_Problem requirements:_
In the passage about Barton's investigation, please list every person named with both a first name and a surname. Skip the data.

_Selected text:_

......

The letters told the scientist to provide not just data and methods, but also personal information about their finances and careers, information about grants provided to the institutions they had worked for, and the exact computer codes used to generate their results.

Sherwood Boehlert, chairman of the House Science Committee, told his fellow Republican Joe Barton it was a "misguided and illegitimate investigation" into something that should properly be under the jurisdiction of the Science Committee, and wrote "My primary concern about your investigation is that its purpose seems to be to intimidate scientists rather than to learn from them, and to substitute congressional political review for scientific review." Barton's committee spokesman sent a sarcastic response to this and to Democrat Henry A. Waxman's letter asking Barton to withdraw the letters and saying he had "failed to hold a single hearing on the subject of global warming" during eleven years as chairman, and had "vociferously opposed all legislative efforts in the Committee to address global warming .... These letters do not appear to be a serious attempt to understand the science of global warming. Some might interpret them as a transparent effort to bully and harass climate change experts who have reached conclusions with which you disagree." The U.S. National Academy of Sciences (NAS) president Ralph J. Cicerone wrote to Barton that "A congressional investigation, based on the authority of the House Commerce Committee, is probably not the best way to resolve a scientific issue, and a focus on individual scientists can be intimidating", and proposed that the NAS should appoint an independent panel to investigate. Barton dismissed this offer.

Mann, Bradley and Hughes sent formal letters giving their detailed responses to Barton and Whitfield. On 15 July, Mann wrote emphasising that the full data and necessary methods information was already publicly available in full accordance with National Science Foundation (NSF) requirements, so that other scientists had been able to reproduce their work. NSF policy was that computer codes "are considered the intellectual property of researchers and are not subject to disclosure", as the NSF had advised McIntyre and McKitrick in 2003, but notwithstanding these property rights, the program used to generate the original MBH98 temperature reconstructions had been made available at the Mann et al. public ftp site.

Many scientists protested against Barton's investigation, with 20 prominent climatologists questioning his approach. Alan I. Leshner wrote to him on behalf of the American Association for the Advancement of Science expressing deep concern about the letters, which gave "the impression of a search for some basis on which to discredit these particular scientists and findings, rather than a search for understanding." He stated that MBH had given out their full data and descriptions of methods, and were not the only evidence in the IPCC TAR that recent temperatures were likely the warmest in 1,000 years; "a variety of independent lines of evidence, summarized in a number of peer-reviewed publications, were cited in support". Thomas Crowley argued that the aim was intimidation of climate researchers in general, and Bradley thought the letters were intended to damage confidence in the IPCC during preparation of its next report.

......

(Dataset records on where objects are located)
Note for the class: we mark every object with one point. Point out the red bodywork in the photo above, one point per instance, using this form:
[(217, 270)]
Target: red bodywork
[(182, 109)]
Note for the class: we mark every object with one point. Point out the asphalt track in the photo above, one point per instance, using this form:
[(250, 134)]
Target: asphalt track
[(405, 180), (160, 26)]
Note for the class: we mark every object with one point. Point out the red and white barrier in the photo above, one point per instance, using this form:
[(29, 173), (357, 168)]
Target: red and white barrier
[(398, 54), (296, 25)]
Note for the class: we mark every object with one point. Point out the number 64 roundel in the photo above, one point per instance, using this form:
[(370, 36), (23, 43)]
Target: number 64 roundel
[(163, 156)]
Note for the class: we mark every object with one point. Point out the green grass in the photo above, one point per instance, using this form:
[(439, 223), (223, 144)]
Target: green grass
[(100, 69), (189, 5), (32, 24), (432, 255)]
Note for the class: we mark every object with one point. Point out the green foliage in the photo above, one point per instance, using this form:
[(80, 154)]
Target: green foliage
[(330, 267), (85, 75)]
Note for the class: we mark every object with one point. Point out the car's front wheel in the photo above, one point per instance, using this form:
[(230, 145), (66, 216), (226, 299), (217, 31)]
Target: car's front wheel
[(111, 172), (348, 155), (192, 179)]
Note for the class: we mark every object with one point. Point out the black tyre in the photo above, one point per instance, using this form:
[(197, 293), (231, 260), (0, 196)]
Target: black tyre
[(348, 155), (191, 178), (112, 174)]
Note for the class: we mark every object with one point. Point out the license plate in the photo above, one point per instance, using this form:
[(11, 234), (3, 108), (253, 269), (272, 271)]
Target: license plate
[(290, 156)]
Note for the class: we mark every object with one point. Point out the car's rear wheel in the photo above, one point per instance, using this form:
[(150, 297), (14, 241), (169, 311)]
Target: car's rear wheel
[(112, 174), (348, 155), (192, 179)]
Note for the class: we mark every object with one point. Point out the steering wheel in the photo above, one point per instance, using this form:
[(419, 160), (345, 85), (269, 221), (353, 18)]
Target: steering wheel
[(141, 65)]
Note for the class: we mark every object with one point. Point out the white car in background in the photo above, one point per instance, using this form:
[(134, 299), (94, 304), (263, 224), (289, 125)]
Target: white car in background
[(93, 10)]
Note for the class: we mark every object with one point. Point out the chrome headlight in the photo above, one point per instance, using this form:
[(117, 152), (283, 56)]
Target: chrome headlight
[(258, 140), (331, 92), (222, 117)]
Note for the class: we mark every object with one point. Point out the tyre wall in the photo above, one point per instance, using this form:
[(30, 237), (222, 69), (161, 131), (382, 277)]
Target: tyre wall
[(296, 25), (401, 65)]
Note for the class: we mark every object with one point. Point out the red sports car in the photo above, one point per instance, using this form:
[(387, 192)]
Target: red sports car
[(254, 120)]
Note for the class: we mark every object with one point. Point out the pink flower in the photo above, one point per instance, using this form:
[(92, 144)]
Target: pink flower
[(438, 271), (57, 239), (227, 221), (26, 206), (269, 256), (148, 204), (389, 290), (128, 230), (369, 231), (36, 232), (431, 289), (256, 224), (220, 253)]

......

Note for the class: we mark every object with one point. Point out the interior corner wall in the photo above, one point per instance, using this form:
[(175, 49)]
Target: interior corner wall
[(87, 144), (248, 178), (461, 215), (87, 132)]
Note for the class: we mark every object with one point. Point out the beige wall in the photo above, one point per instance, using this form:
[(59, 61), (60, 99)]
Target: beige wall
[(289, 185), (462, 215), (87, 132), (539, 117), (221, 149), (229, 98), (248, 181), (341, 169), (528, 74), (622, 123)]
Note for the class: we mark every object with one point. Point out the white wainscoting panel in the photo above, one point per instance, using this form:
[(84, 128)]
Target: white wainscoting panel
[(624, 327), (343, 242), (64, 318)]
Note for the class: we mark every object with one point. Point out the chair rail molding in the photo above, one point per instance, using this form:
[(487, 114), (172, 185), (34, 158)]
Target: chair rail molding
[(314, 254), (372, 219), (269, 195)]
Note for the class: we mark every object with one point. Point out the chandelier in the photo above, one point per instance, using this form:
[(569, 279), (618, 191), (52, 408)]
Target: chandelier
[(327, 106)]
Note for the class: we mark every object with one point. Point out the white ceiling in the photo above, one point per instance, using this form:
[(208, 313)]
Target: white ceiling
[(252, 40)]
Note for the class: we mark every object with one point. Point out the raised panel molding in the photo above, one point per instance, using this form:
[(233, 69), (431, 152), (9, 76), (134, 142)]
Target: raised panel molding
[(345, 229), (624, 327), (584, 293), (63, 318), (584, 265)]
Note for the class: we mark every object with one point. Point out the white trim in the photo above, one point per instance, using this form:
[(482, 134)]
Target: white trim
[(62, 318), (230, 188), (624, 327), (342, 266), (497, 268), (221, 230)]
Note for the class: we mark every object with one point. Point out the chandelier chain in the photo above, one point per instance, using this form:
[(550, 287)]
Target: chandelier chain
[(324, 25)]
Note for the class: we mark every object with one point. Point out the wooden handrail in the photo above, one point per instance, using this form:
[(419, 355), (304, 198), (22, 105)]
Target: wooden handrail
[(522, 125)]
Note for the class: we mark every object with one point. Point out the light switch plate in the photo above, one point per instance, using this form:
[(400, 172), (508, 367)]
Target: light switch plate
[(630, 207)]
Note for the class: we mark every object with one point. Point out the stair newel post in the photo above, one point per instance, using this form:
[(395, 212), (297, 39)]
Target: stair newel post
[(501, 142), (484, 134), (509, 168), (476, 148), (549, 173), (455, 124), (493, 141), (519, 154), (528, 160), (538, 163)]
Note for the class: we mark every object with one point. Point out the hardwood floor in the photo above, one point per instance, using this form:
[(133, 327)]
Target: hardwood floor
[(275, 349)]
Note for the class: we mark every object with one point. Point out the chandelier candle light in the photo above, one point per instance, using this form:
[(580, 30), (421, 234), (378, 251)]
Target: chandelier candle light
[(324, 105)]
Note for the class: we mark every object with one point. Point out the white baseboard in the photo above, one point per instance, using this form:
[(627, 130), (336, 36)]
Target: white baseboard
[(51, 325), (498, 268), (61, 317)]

......

_Complete response:_
Sherwood Boehlert
Joe Barton
Henry A. Waxman
Ralph J. Cicerone
Alan I. Leshner
Thomas Crowley